▶ EXERCISE TASK A: Decide whether each statement below agrees with the wine-quality notebook excerpt, answering yes or no and quoting the deciding words from it: (i) Scikit-learn is described as a free Python machine learning library; (ii) the clustering algorithm to be applied is hierarchical clustering; (iii) rows with missing values are dropped to facilitate the analysis.
▶ EXERCISE TASK B: Extend the wine-quality notebook excerpt beyond its final line.

Here we are going to use all the new knowledge that we have to try to predict the quality of a wine based on its characteristics.
For this we are going to :
    - Select the adequate data items to use in our analysis
    - Update and create feature via features engineering
    - Apply a clustering algorithm : K-means clustering
    - Compare the results of our analysis with the existing data that we have

**Scikit-learn** (formerly scikits.learn and also known as sklearn) is a free python Machine Learning library.
[Main page](https://scikit-learn.org/stable/)

In [None]:
from sklearn.preprocessing import StandardScaler, LabelEncoder
from sklearn.cluster import KMeans

In [None]:
# df_wines.info()

In [None]:
# Focusing on some specific information to try to predict the quality of a wine.
# This is where you knowledge of the dat set and your experience as a data science is the most important
# df_sub_wines =df_wines[['country', 'points', 'price', 'province', 'region_1', 'taster_name','variety']]

In [None]:
# Dropping the missing value to facilitate the analysis
# df_sub_wines = df_sub_wines.dropna()

In [None]:
# Using the sklearn LabelEncoder to encode non numerical value into value between 0 and n_classes-1
# Here is an improtnat part of the feature engineering.

# labelencoder = LabelEncoder()
# for x in df_sub_wines.columns:
#     if df_sub_wines[x].dtype == 'object':
#         df_sub_wines[x] = labelencoder.fit_transform(df_sub_wines[x])

▶ MATERIAL SHOWN:
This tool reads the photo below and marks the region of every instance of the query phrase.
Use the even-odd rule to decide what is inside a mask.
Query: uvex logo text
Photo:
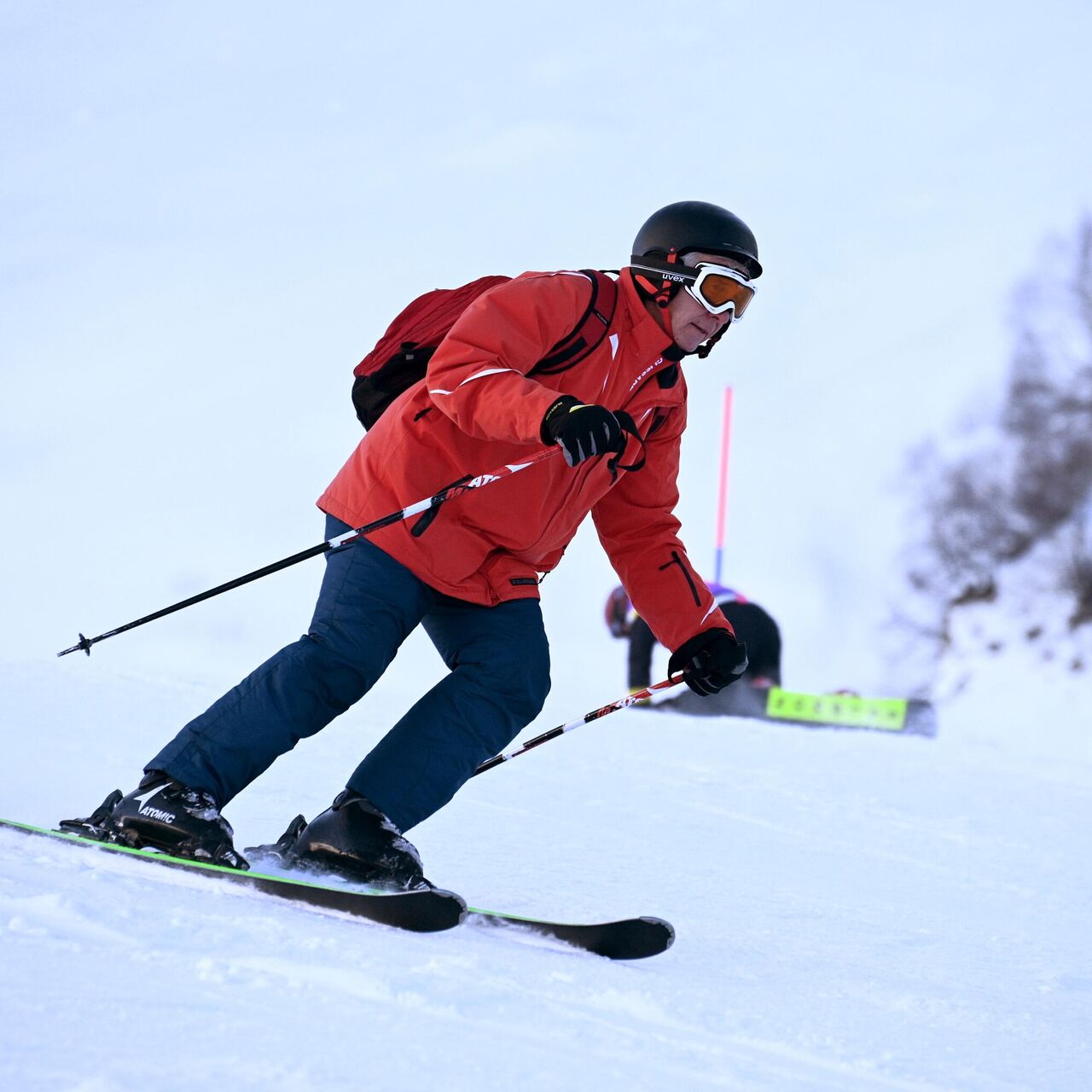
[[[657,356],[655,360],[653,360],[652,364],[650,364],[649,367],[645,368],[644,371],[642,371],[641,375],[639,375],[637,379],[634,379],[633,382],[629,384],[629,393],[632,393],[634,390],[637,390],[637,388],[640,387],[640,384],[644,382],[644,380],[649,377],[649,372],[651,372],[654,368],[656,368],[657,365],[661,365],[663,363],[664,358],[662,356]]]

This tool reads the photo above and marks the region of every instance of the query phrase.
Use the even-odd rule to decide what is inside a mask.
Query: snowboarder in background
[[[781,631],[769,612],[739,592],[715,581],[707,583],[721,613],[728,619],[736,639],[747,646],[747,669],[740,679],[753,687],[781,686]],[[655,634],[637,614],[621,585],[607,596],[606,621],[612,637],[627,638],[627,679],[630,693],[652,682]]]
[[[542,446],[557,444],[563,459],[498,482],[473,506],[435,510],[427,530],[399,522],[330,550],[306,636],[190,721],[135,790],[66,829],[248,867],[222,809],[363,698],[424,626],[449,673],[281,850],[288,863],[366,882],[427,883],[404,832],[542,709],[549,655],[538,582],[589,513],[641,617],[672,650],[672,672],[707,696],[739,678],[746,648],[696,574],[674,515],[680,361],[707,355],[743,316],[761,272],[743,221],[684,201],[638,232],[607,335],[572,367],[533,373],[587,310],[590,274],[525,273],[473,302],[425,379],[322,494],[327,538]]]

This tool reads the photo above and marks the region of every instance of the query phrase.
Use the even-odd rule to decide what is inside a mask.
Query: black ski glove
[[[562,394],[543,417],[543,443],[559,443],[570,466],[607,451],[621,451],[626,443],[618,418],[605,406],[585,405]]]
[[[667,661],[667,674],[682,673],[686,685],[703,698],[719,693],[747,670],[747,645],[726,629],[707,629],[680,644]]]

▶ RESULT A:
(i) Yes: "is a free python Machine Learning library"
(ii) No: "Apply a clustering algorithm : K-means clustering"
(iii) Yes: "Dropping the missing value to facilitate the analysis"

▶ RESULT B:
**k-means** clustering is a method of vector quantization, originally from signal processing, that aims to partition n observations into k clusters in which each observation belongs to the cluster with the nearest mean, serving as a prototype of the cluster

The **K-means** clustering algorithm is used to find groups which have not been explicitly labeled in the data. This can be used to confirm business assumptions about what types of groups exist or to identify unknown groups in complex data sets.

In [None]:
# # Applying the K-means algorithm to our dat set
# scaler = StandardScaler()
# df_sub_wines_scaled = scaler.fit_transform(df_sub_wines)

# n_cluster_selected = 4
# kmeans = KMeans(n_clusters=n_cluster_selected, init='k-means++')
# kmeans.fit(df_sub_wines_scaled)
# pred = kmeans.predict(df_sub_wines_scaled)

In [None]:
# df_sub_wines.columns

In [None]:
# tmp = {"Excellent":3,"Good":2,"Fair":1,"Poor":0}
# df_sub_wines['pred'] = pred
# df_sub_wines['cat'] = [tmp[x] for x in df_wines.loc[df_sub_wines.index]['points_category']]

In [None]:
# df_sub_wines.plot.scatter(x='points',
#                       y='price',
#                       c='pred',
#                       colormap='viridis')

In [None]:
# df_sub_wines.plot.scatter(x='points',
#                       y='price',
#                       c='cat',
#                       colormap='viridis')